I had an insane urge to open a food truck business – an INSANE urge.  A scathing, stressful, eye-popping urge.  Why did I have this toe curling, life or death asphyxiation towards starting a food truck business?  Because I’m broke as shit.  I can’t even cook!

I hired a financial planner, so now I can finally get a sense of how much money I have in the bank.  None.  Zero.  Zilch.  I’m one broke ass bitch.

Last month was quarterly taxes, property taxes, and I bought a plane ticket to Spain.  When I realized the impending financial doom I was facing, I nearly clawed my eyes out.  My answer was to open a food truck.

For at least the last 3 days I was obsessed with this food truck idea.  Every moment was spent on my laptop in my hot musty room frantically pouring over my options.  Did I mention I was stressed?  Oh yes, there was stress.

When I wasn’t stressing about my newest venture, I went hiking up my little big mountain.  I went 3 days in a row and each time I completed it, while I was walking back to my car, I didn’t have that fresh feeling of relief or accomplishment, no, I had the most rueful scowl on my face.

Me – “This is such bullshit.  Fucking bullshit.”

Again, the trail has kicked my ass.  I go almost everyday to hike up that god awful place, risking my precious ankles from rolling or cracking my skull open on a sharp rock (they are everywhere pointing out of the dirt like daggers!)

But it doesn’t matter how many times I attempt it, it’s not getting any easier.  Granted, if it was cooler out it may be a different story.  I don’t know.  I just don’t fucking know.  I can feel those 30 extra pounds every time I walk up that hill and have to take those large steps up the rocks – the same rocks I used to fly up 5 years ago.

INFORMATION GIVEN =
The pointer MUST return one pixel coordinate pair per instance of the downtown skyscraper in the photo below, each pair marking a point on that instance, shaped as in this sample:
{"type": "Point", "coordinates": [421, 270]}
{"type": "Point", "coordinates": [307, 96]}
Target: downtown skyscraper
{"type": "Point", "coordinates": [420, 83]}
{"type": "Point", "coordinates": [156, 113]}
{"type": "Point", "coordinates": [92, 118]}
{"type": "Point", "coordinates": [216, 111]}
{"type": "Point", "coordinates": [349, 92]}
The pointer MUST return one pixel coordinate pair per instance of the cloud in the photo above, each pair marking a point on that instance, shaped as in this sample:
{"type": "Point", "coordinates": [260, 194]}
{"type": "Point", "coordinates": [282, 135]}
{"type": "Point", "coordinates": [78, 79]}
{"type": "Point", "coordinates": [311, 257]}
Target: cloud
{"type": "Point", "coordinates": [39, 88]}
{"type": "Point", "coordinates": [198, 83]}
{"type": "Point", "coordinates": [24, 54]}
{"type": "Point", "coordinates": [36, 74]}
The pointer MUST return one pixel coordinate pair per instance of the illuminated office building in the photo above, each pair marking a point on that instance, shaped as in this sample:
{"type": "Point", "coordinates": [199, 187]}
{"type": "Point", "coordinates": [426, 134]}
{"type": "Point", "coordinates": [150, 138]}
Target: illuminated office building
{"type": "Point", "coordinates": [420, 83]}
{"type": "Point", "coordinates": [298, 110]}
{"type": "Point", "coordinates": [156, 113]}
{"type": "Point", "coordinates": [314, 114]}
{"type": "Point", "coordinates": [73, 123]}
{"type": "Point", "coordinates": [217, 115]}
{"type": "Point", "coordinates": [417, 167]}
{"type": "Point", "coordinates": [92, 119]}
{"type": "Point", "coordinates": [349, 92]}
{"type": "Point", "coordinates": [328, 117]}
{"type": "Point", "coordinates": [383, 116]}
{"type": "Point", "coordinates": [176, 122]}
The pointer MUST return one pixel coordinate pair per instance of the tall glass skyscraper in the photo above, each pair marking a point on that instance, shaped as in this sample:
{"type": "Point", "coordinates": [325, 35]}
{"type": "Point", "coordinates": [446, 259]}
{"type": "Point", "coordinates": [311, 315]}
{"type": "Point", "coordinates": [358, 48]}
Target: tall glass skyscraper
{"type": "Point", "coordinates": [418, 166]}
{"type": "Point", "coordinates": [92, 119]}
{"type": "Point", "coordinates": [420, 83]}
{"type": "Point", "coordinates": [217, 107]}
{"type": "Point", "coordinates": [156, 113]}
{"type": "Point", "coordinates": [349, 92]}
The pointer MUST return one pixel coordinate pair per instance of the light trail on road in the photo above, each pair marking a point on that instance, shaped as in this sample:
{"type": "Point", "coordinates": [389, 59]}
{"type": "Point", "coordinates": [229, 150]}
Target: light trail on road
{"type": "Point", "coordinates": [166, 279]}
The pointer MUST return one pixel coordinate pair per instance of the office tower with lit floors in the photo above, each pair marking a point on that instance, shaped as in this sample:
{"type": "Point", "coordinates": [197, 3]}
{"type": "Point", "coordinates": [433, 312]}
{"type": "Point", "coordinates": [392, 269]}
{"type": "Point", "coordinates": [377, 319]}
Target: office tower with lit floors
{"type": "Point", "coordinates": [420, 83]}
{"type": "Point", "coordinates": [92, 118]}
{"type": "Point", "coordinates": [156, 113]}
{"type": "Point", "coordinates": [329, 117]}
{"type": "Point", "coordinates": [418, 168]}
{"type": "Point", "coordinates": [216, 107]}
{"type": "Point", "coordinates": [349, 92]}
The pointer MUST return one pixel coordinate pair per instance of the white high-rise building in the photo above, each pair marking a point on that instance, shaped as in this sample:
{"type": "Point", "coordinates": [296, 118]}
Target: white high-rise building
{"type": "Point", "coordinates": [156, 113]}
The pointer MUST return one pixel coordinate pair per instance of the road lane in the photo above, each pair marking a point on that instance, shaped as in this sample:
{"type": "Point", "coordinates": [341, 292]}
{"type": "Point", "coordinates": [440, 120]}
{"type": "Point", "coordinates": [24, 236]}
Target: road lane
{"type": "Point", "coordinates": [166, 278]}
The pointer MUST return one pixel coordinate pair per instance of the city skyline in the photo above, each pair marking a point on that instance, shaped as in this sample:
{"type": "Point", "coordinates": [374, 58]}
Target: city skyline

PROBLEM SET =
1/ For each statement about the food truck post, answer yes or no and quote the words that decide it: (a) The writer hiked the mountain three days in a row. (b) The writer says the hike has become easier with repeated attempts. (c) Last month the writer bought a plane ticket to Italy.
2/ Echo the food truck post from "For at least" through "dirt like daggers!)", word for word.

ANSWERS BELOW =
1/
(a) Yes: "I went 3 days in a row"
(b) No: "it’s not getting any easier"
(c) No: "I bought a plane ticket to Spain"

2/
For at least the last 3 days I was obsessed with this food truck idea.  Every moment was spent on my laptop in my hot musty room frantically pouring over my options.  Did I mention I was stressed?  Oh yes, there was stress.

When I wasn’t stressing about my newest venture, I went hiking up my little big mountain.  I went 3 days in a row and each time I completed it, while I was walking back to my car, I didn’t have that fresh feeling of relief or accomplishment, no, I had the most rueful scowl on my face.

Me – “This is such bullshit.  Fucking bullshit.”

Again, the trail has kicked my ass.  I go almost everyday to hike up that god awful place, risking my precious ankles from rolling or cracking my skull open on a sharp rock (they are everywhere pointing out of the dirt like daggers!)